- Consignes de l'exercice:
A – Dans le texte sur l'exposition de gravures, remplacez « cuivre » par « zinc », puis recopiez tout le passage depuis « Louis-Pierre Bougie, le » jusqu'à « la Galerie Madeleine-Lacerte. ».
B – Selon le texte sur l'exposition de gravures, combien d'estampes chaque artiste présente-t-il ?
C – Poursuivez le texte sur l'exposition de gravures à la Galerie Madeleine-Lacerte après sa dernière phrase.

Louis-Pierre Bougie, le fondateur de l’Atelier Circulaire de Montréal, est un des graveurs les plus réputés du Québec. À titre de commissaire pour cette exposition à la Galerie Madeleine-Lacerte, il s’est entouré de 10 artistes. Ses gravures se retrouvent en excellente compagnie et nous aussi. Les estampes regroupées ici sont toutes des gravures sur cuivre, inédites, et chaque artiste en présente trois. On retrouve avec joie celles de Francine Simonin et d’Elmyna Bouchard, comme on découvre les premières explorations du sculpteur Jean-Pierre Morin, les dessins fascinants de Denis St-Pierre et les compositions audacieuses et poétiques de Charlotte Fauteux. Sans compter les gravures de Marc-Antoine Nadeau, celles de Lucie Jolicoeur-Côté, de Jean-Pierre Sauvé, de François-Xavier Marange et de François Vincent. À voir jusqu’au 15 mai à la Galerie Madeleine-Lacerte.

- Données fournies:
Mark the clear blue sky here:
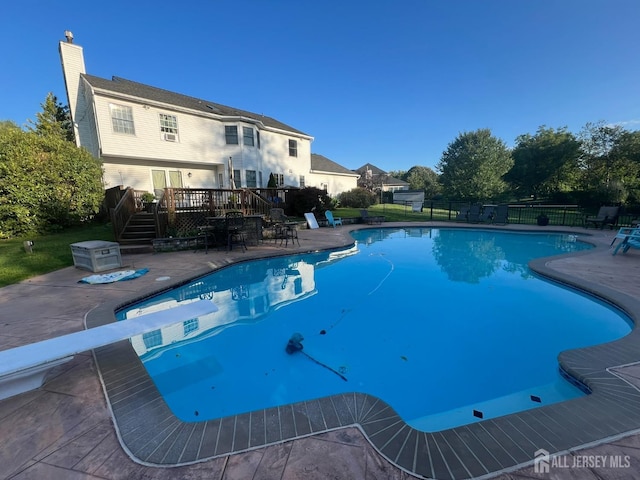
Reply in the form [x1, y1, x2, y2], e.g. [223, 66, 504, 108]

- Réponses fournies:
A –
Louis-Pierre Bougie, le fondateur de l’Atelier Circulaire de Montréal, est un des graveurs les plus réputés du Québec. À titre de commissaire pour cette exposition à la Galerie Madeleine-Lacerte, il s’est entouré de 10 artistes. Ses gravures se retrouvent en excellente compagnie et nous aussi. Les estampes regroupées ici sont toutes des gravures sur zinc, inédites, et chaque artiste en présente trois. On retrouve avec joie celles de Francine Simonin et d’Elmyna Bouchard, comme on découvre les premières explorations du sculpteur Jean-Pierre Morin, les dessins fascinants de Denis St-Pierre et les compositions audacieuses et poétiques de Charlotte Fauteux. Sans compter les gravures de Marc-Antoine Nadeau, celles de Lucie Jolicoeur-Côté, de Jean-Pierre Sauvé, de François-Xavier Marange et de François Vincent. À voir jusqu’au 15 mai à la Galerie Madeleine-Lacerte.

B – Chaque artiste présente trois estampes.

C –
Un nouveau Riopelle au Musée du Québec
Le Musée du Québec est tout fier de présenter sa nouvelle acquisition: Espagne (1951) de Jean-Paul Riopelle, qui trône à l’entrée de la salle consacrée à l’artiste. Un grand tableau qui nous fait imaginer les empilements de tubes à l’huile qu’a dû nécessiter sa réalisation. C’est une oeuvre de la période la plus importante de Riopelle, où il a réalisé ces oeuvres qui ont fait de lui une figure internationale. Le tableau de 1951 vient joindre les rangs des 259 oeuvres de Riopelle que possède le musée: peintures, estampes, dessins, sculptures et livres albums.